Your objective: Please repeat each of the records that follow, exactly as written.

-- Records shown follows --

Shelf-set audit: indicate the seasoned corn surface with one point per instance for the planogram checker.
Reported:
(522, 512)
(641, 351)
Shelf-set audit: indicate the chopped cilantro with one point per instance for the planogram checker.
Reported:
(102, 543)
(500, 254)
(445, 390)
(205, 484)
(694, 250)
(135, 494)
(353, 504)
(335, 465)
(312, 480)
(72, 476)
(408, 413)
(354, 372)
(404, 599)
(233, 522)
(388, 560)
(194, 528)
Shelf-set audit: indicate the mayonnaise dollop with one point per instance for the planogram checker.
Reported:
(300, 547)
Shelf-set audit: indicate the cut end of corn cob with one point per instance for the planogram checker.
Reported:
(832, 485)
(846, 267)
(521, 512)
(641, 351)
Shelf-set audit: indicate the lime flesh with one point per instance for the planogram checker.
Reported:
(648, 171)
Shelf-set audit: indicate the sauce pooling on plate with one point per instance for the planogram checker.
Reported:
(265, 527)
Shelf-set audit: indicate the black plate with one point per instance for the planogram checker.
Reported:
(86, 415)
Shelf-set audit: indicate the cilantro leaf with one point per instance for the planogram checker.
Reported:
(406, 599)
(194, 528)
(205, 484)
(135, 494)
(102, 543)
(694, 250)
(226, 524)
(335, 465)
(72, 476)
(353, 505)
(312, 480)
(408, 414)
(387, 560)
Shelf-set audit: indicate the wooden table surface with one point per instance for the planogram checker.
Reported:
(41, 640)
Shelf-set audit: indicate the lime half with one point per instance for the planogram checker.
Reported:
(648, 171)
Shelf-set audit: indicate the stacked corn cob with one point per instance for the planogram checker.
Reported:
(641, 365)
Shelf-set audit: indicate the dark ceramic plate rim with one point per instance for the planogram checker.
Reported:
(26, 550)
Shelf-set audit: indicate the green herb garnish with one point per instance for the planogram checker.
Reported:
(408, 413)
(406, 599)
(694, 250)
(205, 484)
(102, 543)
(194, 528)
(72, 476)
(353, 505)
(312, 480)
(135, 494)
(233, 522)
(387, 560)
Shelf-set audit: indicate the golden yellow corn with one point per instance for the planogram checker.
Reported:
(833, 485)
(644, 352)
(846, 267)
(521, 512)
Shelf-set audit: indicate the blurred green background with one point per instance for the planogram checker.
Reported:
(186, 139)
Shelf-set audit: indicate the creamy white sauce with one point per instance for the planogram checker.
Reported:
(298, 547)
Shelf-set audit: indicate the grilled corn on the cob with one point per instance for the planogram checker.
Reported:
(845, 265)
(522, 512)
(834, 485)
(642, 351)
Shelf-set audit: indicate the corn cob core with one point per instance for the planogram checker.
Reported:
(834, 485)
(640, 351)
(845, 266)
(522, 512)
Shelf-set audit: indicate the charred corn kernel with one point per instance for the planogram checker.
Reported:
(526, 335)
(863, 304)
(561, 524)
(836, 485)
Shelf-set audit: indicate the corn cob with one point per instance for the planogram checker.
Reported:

-- Records shown concluded --

Exercise output:
Shelf-set audit: indicate the seasoned corn surface with one point per instance for the planogram checker.
Reported:
(522, 512)
(641, 351)
Shelf-set audit: indicate the chopped cilantro with one point per instance for the planogram checker.
Reported:
(102, 543)
(500, 254)
(445, 390)
(205, 484)
(694, 250)
(135, 494)
(353, 504)
(335, 465)
(312, 480)
(72, 476)
(408, 413)
(354, 372)
(404, 599)
(233, 522)
(388, 560)
(194, 528)
Shelf-set audit: indicate the mayonnaise dollop with one point per instance for the planogram checker.
Reported:
(300, 547)
Shelf-set audit: indicate the cut end of corn cob with one point per instance for the planogram checker.
Reported:
(832, 485)
(846, 267)
(521, 512)
(641, 351)
Shelf-set audit: indicate the lime flesh with one point per instance for the planogram checker.
Reported:
(648, 171)
Shelf-set audit: indicate the sauce pooling on plate with one point per instance for the planogram checker.
Reported:
(265, 527)
Shelf-set audit: indicate the black plate with one point per instance for the planogram checker.
Reported:
(86, 415)
Shelf-set audit: indicate the cilantro leaf with one point per instance for the planogram checker.
Reported:
(406, 599)
(194, 528)
(205, 484)
(135, 494)
(102, 543)
(694, 250)
(226, 524)
(335, 465)
(72, 476)
(353, 505)
(312, 480)
(408, 414)
(387, 560)
Shelf-set audit: indicate the wooden table surface with one point per instance for the planogram checker.
Reported:
(41, 640)
Shelf-set audit: indicate the lime half with one point per instance for the planogram checker.
Reported:
(648, 171)
Shelf-set audit: indicate the stacked corn cob with one point per instance for the planogram checker.
Reported:
(641, 365)
Shelf-set audit: indicate the dark ceramic plate rim with one point per instance for the planogram checker.
Reported:
(26, 550)
Shelf-set audit: indicate the green herb garnish with one point per instance for the planogram checker.
Reported:
(408, 413)
(406, 599)
(694, 250)
(205, 484)
(102, 543)
(194, 528)
(72, 476)
(353, 505)
(312, 480)
(135, 494)
(233, 522)
(387, 560)
Shelf-set audit: indicate the golden yellow corn with one point per instance for the planogram checker.
Reported:
(833, 485)
(644, 352)
(846, 267)
(521, 512)
Shelf-set audit: indicate the blurred green background with one point per instance for the planogram checker.
Reported:
(186, 139)
Shelf-set audit: indicate the creamy white sauce with one point per instance for the planogram checker.
Reported:
(298, 547)
Shelf-set audit: indicate the grilled corn on the cob with one point per instance for the planogram checker.
Reported:
(845, 265)
(522, 512)
(834, 485)
(642, 351)
Shelf-set audit: indicate the corn cob core with one point per instance for the planogram checker.
Reported:
(834, 485)
(640, 351)
(845, 266)
(522, 512)
Shelf-set audit: indicate the charred corn kernel with one point per instance for the planogram checker.
Reported:
(526, 335)
(863, 304)
(561, 524)
(836, 485)
Shelf-set audit: indicate the corn cob with one point per instance for the planogram checker.
Reported:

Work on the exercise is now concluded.